Swap "annotate" for "label" throughout the entries below and write the lines out again with everything else left as it is. Omit the pictures.

(Records of labeled points)
■ ■ ■ ■

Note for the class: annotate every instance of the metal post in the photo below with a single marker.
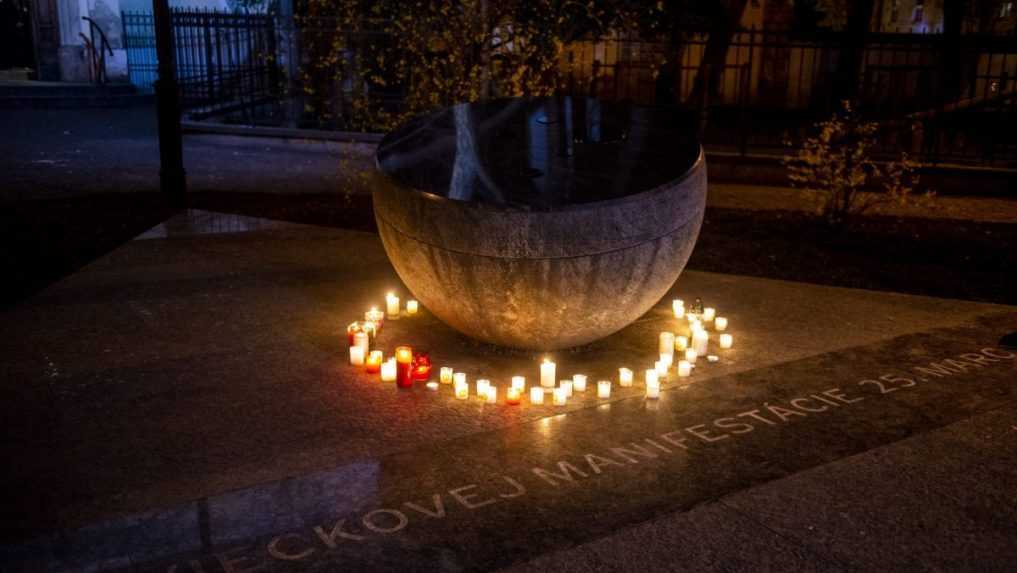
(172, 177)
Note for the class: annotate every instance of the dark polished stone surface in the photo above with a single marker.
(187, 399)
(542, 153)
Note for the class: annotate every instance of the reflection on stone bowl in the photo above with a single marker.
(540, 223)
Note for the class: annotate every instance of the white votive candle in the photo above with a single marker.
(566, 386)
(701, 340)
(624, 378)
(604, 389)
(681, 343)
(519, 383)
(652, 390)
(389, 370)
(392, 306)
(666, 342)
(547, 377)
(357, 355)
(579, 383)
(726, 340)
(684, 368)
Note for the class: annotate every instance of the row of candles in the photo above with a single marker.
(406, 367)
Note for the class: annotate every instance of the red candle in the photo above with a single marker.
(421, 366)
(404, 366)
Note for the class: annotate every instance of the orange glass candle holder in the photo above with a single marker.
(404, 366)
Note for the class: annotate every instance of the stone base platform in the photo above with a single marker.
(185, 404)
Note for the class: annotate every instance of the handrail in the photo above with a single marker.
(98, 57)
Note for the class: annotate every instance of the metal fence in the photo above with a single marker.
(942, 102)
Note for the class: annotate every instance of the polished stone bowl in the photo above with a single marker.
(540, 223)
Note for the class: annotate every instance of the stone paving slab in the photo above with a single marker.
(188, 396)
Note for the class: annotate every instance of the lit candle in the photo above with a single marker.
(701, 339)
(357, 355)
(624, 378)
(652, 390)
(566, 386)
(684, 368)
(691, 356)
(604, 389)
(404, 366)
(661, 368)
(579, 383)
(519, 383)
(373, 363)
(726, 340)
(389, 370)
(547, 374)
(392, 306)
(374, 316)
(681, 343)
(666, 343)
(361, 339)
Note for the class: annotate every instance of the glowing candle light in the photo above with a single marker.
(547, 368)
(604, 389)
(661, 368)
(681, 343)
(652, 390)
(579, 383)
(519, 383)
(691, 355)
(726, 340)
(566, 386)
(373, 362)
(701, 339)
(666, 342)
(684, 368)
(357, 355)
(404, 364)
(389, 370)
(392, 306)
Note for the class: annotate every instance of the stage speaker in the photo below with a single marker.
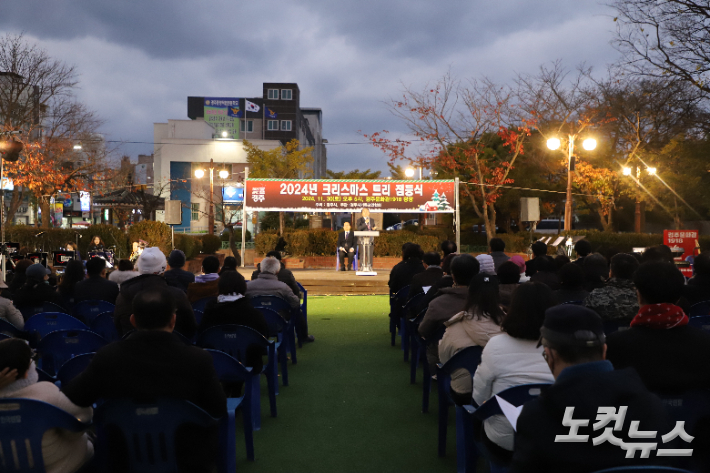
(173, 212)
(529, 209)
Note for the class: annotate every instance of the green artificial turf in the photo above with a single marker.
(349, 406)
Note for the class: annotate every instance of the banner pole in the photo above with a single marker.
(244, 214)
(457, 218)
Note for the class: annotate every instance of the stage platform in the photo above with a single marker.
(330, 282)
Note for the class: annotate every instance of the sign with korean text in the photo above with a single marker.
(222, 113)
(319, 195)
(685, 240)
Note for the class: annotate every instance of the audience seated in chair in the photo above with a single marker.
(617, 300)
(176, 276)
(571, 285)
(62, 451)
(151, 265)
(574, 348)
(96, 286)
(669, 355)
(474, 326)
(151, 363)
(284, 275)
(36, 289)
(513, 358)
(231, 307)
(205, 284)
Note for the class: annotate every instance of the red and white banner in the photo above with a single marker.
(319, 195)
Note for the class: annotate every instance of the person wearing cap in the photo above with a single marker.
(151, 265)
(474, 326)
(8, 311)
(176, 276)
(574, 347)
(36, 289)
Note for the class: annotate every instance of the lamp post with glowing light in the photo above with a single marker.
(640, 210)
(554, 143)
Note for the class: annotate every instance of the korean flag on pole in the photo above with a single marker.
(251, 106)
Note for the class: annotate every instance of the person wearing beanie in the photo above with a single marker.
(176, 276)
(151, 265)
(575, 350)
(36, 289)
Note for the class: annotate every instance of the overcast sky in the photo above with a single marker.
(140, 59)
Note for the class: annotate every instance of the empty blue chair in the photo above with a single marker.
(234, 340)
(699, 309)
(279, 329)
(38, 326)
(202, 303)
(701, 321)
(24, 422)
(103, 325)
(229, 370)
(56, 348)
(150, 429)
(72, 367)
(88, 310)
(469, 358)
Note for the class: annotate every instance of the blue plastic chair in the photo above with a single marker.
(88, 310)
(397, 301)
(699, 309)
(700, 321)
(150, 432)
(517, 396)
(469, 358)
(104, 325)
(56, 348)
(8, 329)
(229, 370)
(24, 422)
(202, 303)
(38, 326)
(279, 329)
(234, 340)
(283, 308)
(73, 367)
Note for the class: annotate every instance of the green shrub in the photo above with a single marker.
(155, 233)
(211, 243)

■ ■ ■ ■

- Answer to this exercise -
Note for the class: label every instance of the metal post in the photo below with a single marker.
(172, 177)
Note for the class: label every instance of the dark polished stone surface in the photo above with a single marker.
(187, 399)
(542, 153)
Note for the class: label every instance of the reflection on stone bowl in the photo above with a single marker.
(540, 223)
Note for the class: label every instance of the white votive candle in the photo above with a single marker.
(566, 386)
(701, 340)
(624, 378)
(604, 389)
(681, 343)
(519, 383)
(652, 390)
(389, 370)
(392, 306)
(666, 342)
(547, 377)
(357, 355)
(579, 383)
(726, 340)
(684, 368)
Note for the class: label every instance of the row of candles in the photo above with a single marker.
(406, 367)
Note for the class: label every instance of the red candle in the photo above with a single marker.
(421, 366)
(404, 366)
Note for the class: label every instance of the orange glass candle holder in the photo above with a single marker.
(404, 366)
Note for the class: label every instance of the stone base platform in the photo above with a single marker.
(185, 404)
Note for the class: label every instance of the handrail in the photo above with a single marker.
(98, 57)
Note for the class: label every instance of the metal fence in the photo above with a single marker.
(942, 102)
Note for the class: label every instance of the polished stone bowl in the photo above with a single marker.
(540, 223)
Note for the class: label every instance of the stone paving slab in the photo above with a single marker.
(188, 396)
Note for the class: label every instance of the lit candle in the photo above with a single marker.
(701, 339)
(357, 355)
(624, 378)
(652, 390)
(566, 386)
(684, 368)
(691, 356)
(604, 389)
(404, 366)
(661, 368)
(579, 383)
(519, 383)
(373, 363)
(726, 340)
(389, 370)
(547, 374)
(392, 306)
(374, 316)
(681, 343)
(666, 343)
(361, 339)
Note for the class: label every instance of the glowing candle light in the photo above with a single marker.
(547, 368)
(604, 389)
(661, 368)
(681, 343)
(652, 390)
(579, 383)
(519, 383)
(691, 355)
(726, 340)
(566, 386)
(373, 362)
(701, 339)
(666, 342)
(684, 368)
(357, 355)
(404, 364)
(389, 370)
(392, 306)
Note for the class: label every instance of the stage speaker in the photo below with a single marker.
(173, 212)
(529, 209)
Note for the class: label every instance of the green artificial turf in the photo above with a single marker.
(349, 406)
Note for the class: label every instance of the banner pole in the photo above with a single marker.
(244, 214)
(457, 218)
Note for the class: label every instance of the stage platform in the photo above with a single marker.
(330, 282)
Note for the class: label every instance of the sign with korean text in the photo above with a single marker.
(222, 113)
(319, 195)
(685, 240)
Note for the class: label every instance of the audience seated in chair in the photo above with a single marker.
(617, 300)
(176, 276)
(571, 285)
(62, 451)
(151, 265)
(574, 348)
(96, 286)
(669, 355)
(474, 326)
(151, 363)
(284, 275)
(36, 289)
(513, 358)
(231, 307)
(205, 284)
Note for the class: label every instance of the red and white banner in the photo above with a single marker.
(319, 195)
Note for the class: label every instance of the person wearing cap in the photo above with a single marker.
(151, 265)
(474, 326)
(8, 311)
(176, 276)
(574, 347)
(36, 289)
Note for the class: label every instance of the lamp post with glowing light in the photo above with a single marker.
(640, 210)
(554, 143)
Note for the class: label every instance of the korean flag on pole in the photo above with a single marker.
(251, 106)
Note for the class: label every instance of the person wearing beanie in the photo above with a single marker.
(176, 276)
(151, 265)
(575, 350)
(36, 289)
Note for the class: label every instance of the overcast sky in the photo above with a single marker.
(140, 59)
Note for the class: label every instance of the empty blue chair in the photo above with a single marker.
(234, 340)
(699, 309)
(279, 329)
(38, 326)
(202, 303)
(701, 321)
(24, 422)
(103, 325)
(229, 370)
(56, 348)
(150, 429)
(72, 367)
(88, 310)
(469, 358)
Note for the class: label every instance of the blue plastic chair in the photo above with a single marker.
(88, 310)
(397, 301)
(699, 309)
(700, 321)
(150, 432)
(517, 396)
(469, 358)
(104, 325)
(56, 348)
(8, 329)
(229, 370)
(24, 422)
(202, 303)
(38, 326)
(279, 329)
(234, 340)
(283, 308)
(73, 367)
Note for the class: label every instance of the green shrub in the photo above with a single marker.
(155, 233)
(211, 243)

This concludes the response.